**WORK TO COMPLETE**
Render the following material again verbatim, leaving nothing out.

**INFORMATION PROVIDED**
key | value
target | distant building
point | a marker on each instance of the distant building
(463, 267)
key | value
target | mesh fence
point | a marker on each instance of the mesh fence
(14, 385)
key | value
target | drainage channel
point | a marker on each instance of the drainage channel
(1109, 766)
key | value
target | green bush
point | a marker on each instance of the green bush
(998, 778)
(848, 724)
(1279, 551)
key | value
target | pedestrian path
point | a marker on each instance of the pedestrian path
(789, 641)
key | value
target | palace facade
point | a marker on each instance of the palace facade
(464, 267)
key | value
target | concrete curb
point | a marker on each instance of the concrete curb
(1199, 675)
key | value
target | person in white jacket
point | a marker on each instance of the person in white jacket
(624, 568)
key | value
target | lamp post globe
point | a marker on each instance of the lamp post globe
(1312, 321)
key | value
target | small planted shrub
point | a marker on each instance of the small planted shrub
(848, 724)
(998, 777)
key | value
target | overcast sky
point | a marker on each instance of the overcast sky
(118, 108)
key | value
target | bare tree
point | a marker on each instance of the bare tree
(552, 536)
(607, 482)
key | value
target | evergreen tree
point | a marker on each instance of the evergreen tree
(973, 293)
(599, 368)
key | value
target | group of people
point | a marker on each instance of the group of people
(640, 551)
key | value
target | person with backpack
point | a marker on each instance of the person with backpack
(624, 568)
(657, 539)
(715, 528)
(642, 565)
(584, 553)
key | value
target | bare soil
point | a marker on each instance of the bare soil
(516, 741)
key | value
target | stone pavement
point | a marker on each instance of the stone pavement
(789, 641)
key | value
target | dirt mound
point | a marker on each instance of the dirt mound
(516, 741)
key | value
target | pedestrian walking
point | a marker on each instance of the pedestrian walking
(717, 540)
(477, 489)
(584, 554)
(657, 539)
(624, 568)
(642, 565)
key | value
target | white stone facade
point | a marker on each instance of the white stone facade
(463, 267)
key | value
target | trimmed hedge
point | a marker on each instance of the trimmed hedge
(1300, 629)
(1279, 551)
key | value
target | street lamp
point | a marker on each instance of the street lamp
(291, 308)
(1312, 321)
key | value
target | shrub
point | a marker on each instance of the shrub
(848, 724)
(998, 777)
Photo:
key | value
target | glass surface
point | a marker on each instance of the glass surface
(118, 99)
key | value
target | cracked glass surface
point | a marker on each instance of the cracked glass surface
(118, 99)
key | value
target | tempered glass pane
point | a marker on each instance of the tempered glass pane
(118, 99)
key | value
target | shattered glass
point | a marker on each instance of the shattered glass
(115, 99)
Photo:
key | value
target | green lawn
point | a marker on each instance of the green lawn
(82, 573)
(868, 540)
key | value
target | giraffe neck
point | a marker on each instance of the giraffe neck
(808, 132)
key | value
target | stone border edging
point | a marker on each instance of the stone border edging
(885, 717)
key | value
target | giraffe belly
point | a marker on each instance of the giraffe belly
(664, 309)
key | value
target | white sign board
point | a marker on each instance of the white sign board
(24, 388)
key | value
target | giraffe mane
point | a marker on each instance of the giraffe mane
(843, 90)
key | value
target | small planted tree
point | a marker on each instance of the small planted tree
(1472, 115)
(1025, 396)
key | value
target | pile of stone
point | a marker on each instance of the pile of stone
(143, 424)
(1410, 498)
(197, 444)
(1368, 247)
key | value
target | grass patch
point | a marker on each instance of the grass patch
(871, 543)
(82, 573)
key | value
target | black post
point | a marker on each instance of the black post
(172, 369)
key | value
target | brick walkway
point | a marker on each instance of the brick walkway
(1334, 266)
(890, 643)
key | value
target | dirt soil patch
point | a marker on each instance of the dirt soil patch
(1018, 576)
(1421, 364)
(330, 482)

**SOLUTION TO THIS TASK**
key | value
target | distant building
point | a marker on each instance of the distant building
(463, 267)
key | value
target | mesh fence
point | a marker on each instance of the mesh fence
(14, 385)
key | value
target | drainage channel
point | a marker on each instance of the drainage channel
(1109, 766)
key | value
target | green bush
point | a marker on each instance of the green bush
(998, 778)
(848, 724)
(1279, 551)
key | value
target | pedestrian path
point | a marker on each instance of the pedestrian path
(789, 641)
key | value
target | palace facade
point | a marker on each instance of the palace facade
(464, 267)
key | value
target | concrete curb
point | a marker on each instance of the concrete curb
(1199, 675)
key | value
target | person in white jacket
point | a marker on each instance of the person in white jacket
(624, 568)
key | value
target | lamp post globe
point | a marker on each instance of the lamp post globe
(1312, 321)
key | value
target | small planted shrub
point | a marker on each instance of the small planted shrub
(848, 724)
(998, 777)
key | value
target | overcast sky
point | a marker on each instance of the overcast sky
(118, 108)
key | value
target | bare tree
point | a marker on each instance of the bare tree
(552, 536)
(607, 482)
key | value
target | evergreen tree
point | a marker on each instance of the evergreen tree
(973, 293)
(599, 368)
key | value
target | group of people
point | a marker on each instance of the group of people
(640, 551)
key | value
target | person with backpack
point | a marker on each instance of the person with backpack
(624, 568)
(657, 539)
(715, 528)
(642, 565)
(584, 553)
key | value
target | bare soil
point | a marker on each instance of the bare soil
(516, 741)
key | value
target | stone pavement
point | a marker on each instance of the stone pavement
(789, 641)
key | value
target | dirt mound
point | a marker on each instance of the dirt mound
(516, 741)
key | value
target | pedestrian walking
point | a marker on each instance of the pedestrian walking
(717, 540)
(477, 489)
(584, 554)
(657, 539)
(624, 568)
(642, 565)
key | value
target | white stone facade
point | a marker on each instance of the white stone facade
(463, 267)
key | value
target | trimmed hedge
point | a marker on each instance of the trimmed hedge
(1300, 629)
(1279, 551)
key | value
target | street lamp
point | a marker on each instance of the street lamp
(291, 308)
(1312, 321)
key | value
target | shrub
point | a marker on each instance of the shrub
(848, 724)
(998, 777)
Photo:
key | value
target | glass surface
point | a marker on each instance of the glass surface
(118, 99)
key | value
target | cracked glass surface
point | a marker on each instance of the cracked glass surface
(118, 99)
key | value
target | tempered glass pane
point | a marker on each instance of the tempered glass pane
(118, 99)
key | value
target | shattered glass
point | a marker on each instance of the shattered glass
(115, 99)
Photo:
key | value
target | green lawn
point | a marker on each instance of the green lawn
(82, 573)
(868, 540)
key | value
target | giraffe neck
point | a marker on each instance of the giraffe neck
(808, 132)
key | value
target | stone border edging
point | a marker on each instance of the stone border edging
(885, 717)
key | value
target | giraffe belly
point | a marker on each instance of the giraffe belly
(664, 309)
key | value
target | white sign board
point | a marker on each instance of the white sign board
(24, 388)
key | value
target | giraffe mane
point | a marker on each instance of the giraffe mane
(843, 90)
key | value
target | small planted tree
point | a marker on each instance of the small planted tree
(1472, 115)
(1025, 396)
key | value
target | pile of stone
point | a marker on each instance of the pile of stone
(143, 424)
(1410, 498)
(197, 444)
(1368, 247)
key | value
target | grass patch
point | a marker on each instance of the grass patch
(871, 543)
(82, 573)
key | value
target | black post
point | a marker on each instance of the black post
(172, 369)
key | value
target | brick walkway
point | a marker on each instance of the brick walkway
(1334, 266)
(890, 643)
key | value
target | dirt soil patch
point | a marker on each instance of the dirt soil patch
(1018, 576)
(1421, 364)
(330, 482)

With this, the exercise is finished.